Task to carry out:
Copy each record exactly as it reads, leaving out any pictures it holds.
□ □ □ □ □
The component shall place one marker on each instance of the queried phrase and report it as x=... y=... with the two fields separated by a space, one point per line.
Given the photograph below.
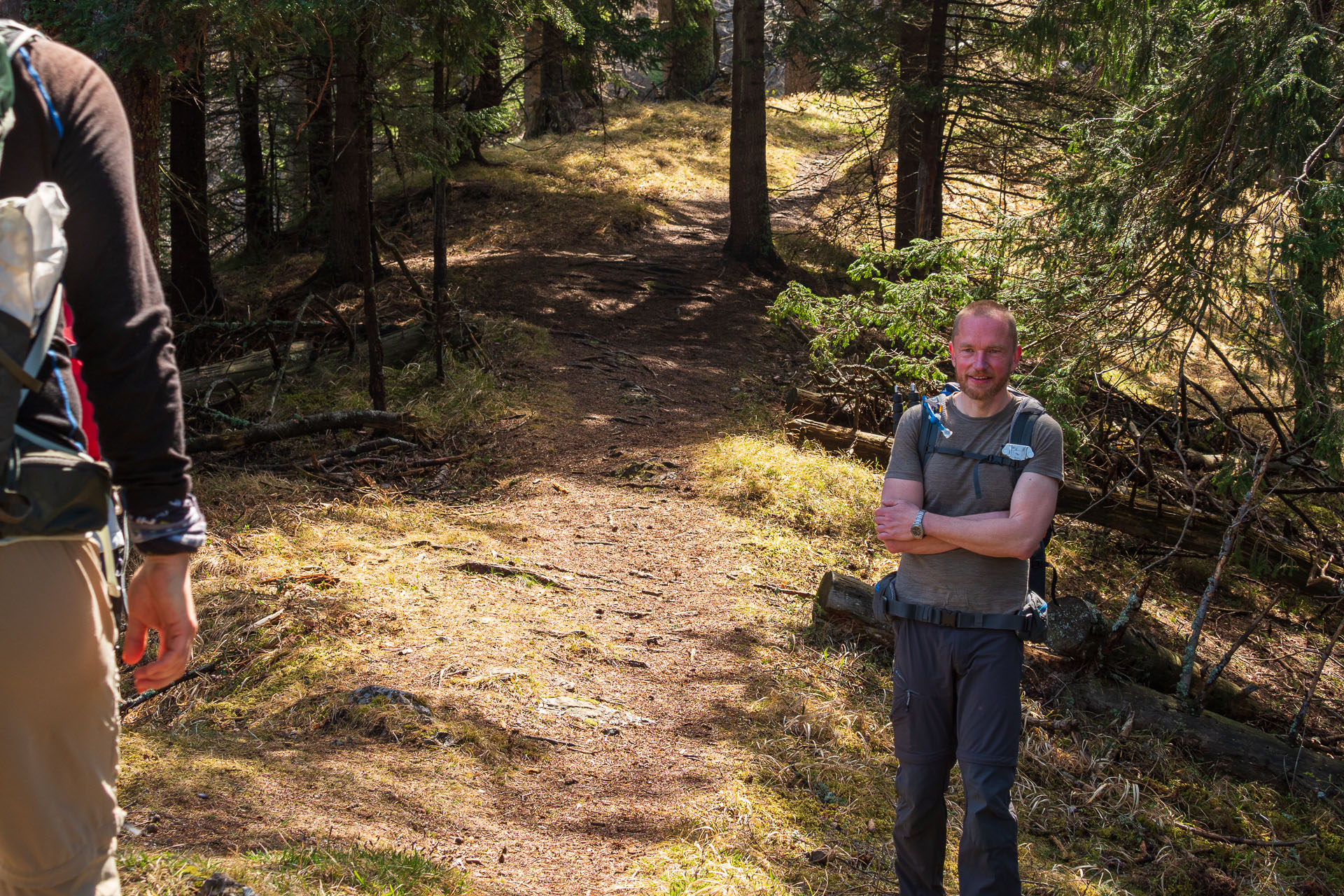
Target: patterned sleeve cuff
x=179 y=527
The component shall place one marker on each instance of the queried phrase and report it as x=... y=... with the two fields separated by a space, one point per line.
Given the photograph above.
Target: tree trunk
x=365 y=113
x=319 y=133
x=917 y=121
x=487 y=92
x=140 y=89
x=349 y=246
x=1307 y=323
x=440 y=285
x=749 y=197
x=799 y=77
x=554 y=108
x=691 y=65
x=257 y=229
x=192 y=285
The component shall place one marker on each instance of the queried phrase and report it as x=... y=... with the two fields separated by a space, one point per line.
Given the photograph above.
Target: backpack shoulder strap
x=15 y=36
x=930 y=422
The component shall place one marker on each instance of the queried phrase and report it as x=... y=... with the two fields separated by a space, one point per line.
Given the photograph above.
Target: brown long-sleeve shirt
x=121 y=323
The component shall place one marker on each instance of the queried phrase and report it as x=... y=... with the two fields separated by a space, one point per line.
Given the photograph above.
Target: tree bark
x=365 y=113
x=349 y=248
x=191 y=281
x=554 y=108
x=799 y=77
x=487 y=92
x=319 y=133
x=917 y=122
x=257 y=230
x=691 y=65
x=140 y=89
x=749 y=197
x=440 y=281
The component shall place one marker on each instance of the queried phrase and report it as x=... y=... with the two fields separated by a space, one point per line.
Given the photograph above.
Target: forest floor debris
x=766 y=767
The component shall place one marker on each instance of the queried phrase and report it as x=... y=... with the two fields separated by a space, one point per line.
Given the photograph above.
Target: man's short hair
x=987 y=308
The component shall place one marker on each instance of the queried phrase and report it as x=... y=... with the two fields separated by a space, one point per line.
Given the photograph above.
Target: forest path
x=651 y=622
x=651 y=348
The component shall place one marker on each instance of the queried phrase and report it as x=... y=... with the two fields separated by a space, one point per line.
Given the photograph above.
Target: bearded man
x=965 y=522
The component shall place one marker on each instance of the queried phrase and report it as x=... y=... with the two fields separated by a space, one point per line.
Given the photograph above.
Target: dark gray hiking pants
x=958 y=699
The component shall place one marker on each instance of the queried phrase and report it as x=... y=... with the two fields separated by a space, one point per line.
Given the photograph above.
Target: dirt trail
x=651 y=614
x=651 y=349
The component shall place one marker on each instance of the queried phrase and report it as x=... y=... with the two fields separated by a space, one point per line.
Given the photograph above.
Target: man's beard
x=986 y=391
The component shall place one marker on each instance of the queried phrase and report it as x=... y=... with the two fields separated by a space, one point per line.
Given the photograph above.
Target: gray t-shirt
x=961 y=580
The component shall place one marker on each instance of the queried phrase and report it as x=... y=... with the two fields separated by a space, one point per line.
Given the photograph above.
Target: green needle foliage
x=1205 y=203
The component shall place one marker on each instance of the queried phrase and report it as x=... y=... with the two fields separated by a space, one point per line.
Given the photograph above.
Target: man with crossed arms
x=965 y=547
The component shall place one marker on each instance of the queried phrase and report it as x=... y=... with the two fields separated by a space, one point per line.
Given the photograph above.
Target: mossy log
x=846 y=603
x=1161 y=524
x=1077 y=631
x=398 y=347
x=1237 y=748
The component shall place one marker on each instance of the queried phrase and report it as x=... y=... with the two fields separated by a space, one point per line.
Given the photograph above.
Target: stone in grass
x=369 y=694
x=590 y=711
x=220 y=884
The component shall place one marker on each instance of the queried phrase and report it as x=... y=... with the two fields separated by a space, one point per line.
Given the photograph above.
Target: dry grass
x=1098 y=812
x=673 y=150
x=368 y=868
x=802 y=488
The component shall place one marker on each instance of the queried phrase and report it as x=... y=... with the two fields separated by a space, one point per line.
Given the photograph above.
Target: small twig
□ □ □ □ □
Finished exercise:
The component shall place one marker on each instance of the queried phrase and report it as x=... y=... with the two fields separated by a space, one point per line.
Given the photograph below.
Target: patterned sleeve cuff
x=179 y=527
The component shall place one marker on each instance of the queried phrase and report it as x=... y=... with the two fields separated by a space, one point per line.
Given the photograph above.
Target: tree trunk
x=365 y=113
x=319 y=133
x=917 y=121
x=487 y=92
x=140 y=89
x=349 y=246
x=1307 y=323
x=440 y=285
x=749 y=197
x=799 y=77
x=554 y=108
x=691 y=65
x=257 y=229
x=192 y=285
The component shall place one marker on each instance of the queried phrase and report it as x=... y=... with the two fields separated by a space, one point per line.
Given the photograph above.
Target: backpack shoulder strap
x=15 y=36
x=930 y=422
The component shall place one marker on each instance of the queried phrase and report it as x=... y=... with the two fields separated by a space, one point per line.
Given the photograph above.
Target: brown long-sleeve shirt
x=121 y=323
The component shall place one marker on each instance of the queried phrase and report it as x=... y=... with the two fields separated by a space, one point per line.
Given the photograph above.
Target: tree bark
x=365 y=113
x=349 y=248
x=191 y=281
x=554 y=108
x=799 y=77
x=487 y=92
x=319 y=133
x=917 y=122
x=257 y=230
x=691 y=65
x=140 y=89
x=749 y=197
x=440 y=281
The component shall place one marker on each instance of the queried phrase and report it as x=... y=... with the two fields separated by a space, one point per line.
Given the photograph above.
Target: forest floor debris
x=766 y=767
The component shall place one marker on each instance of the queried phrase and report it as x=... y=... with the two fields separated by a space, one point per line.
Given the photograph above.
Target: man's short hair
x=987 y=308
The component shall place one marker on each instance of the queried phrase and report it as x=... y=... with the two fields separated by a space, one point per line.
Given the photograph above.
Target: forest path
x=651 y=622
x=651 y=348
The component shall place one marker on each instance of the queried phrase and report it as x=... y=... with the two fields separated by a space, one point per line.
Given the photograph above.
Target: bearded man
x=965 y=522
The component shall place one marker on each instance of the queried phrase and report it as x=... y=... with the two fields separated by a space, one point per line.
Given the photograph above.
Target: dark gray hiking pants
x=958 y=699
The component shall place one marker on each instance of the queried phrase and report it as x=... y=... with the two fields separated by a space, one point per line.
Given the photograph above.
Target: dirt trail
x=651 y=614
x=651 y=349
The component shall place one marker on each instance of the queried phrase and report it as x=... y=... with the two fields separated by a space, one point per line.
Given the photograph above.
Target: man's beard
x=986 y=391
The component shall place one marker on each instance of the queried phrase and report it as x=... y=... with the two fields separated by a space, one point per line.
Given the photograph above.
Target: gray t-shirt
x=961 y=580
The component shall place one marker on each instance of the queried phrase and report it as x=... y=... with the two fields separated by a space, one point per line.
Given the photograph above.
Target: green needle foliage
x=1205 y=203
The component shall place one marker on each instance of the queried phrase and report it as x=... y=... with the two fields separated by a space, one point per line.
Given the photograph above.
Target: man with crossed arms
x=965 y=547
The component shall place one marker on each instance of the queried phrase and report it as x=... y=... with the two fields separated by a space, one point per line.
Given the photograph above.
Target: mossy log
x=846 y=603
x=1161 y=524
x=1077 y=631
x=398 y=347
x=1237 y=748
The component shall place one marker on each instance of the queried phrase and report it as x=... y=... with the two fields separated by a space, one point per line.
Given the photograph above.
Target: stone in grass
x=369 y=694
x=590 y=711
x=220 y=884
The component shall place one marker on each instance of the queried phrase and report it as x=... y=... with the two fields separated by a space, one point per line.
Given the photograph above.
Target: dry grass
x=1098 y=812
x=673 y=150
x=368 y=868
x=802 y=488
The component shall place one marker on each instance of the queried phrase and report it as x=... y=... with the two fields separated by a space, one point per line.
Given the photograph above.
Target: small twig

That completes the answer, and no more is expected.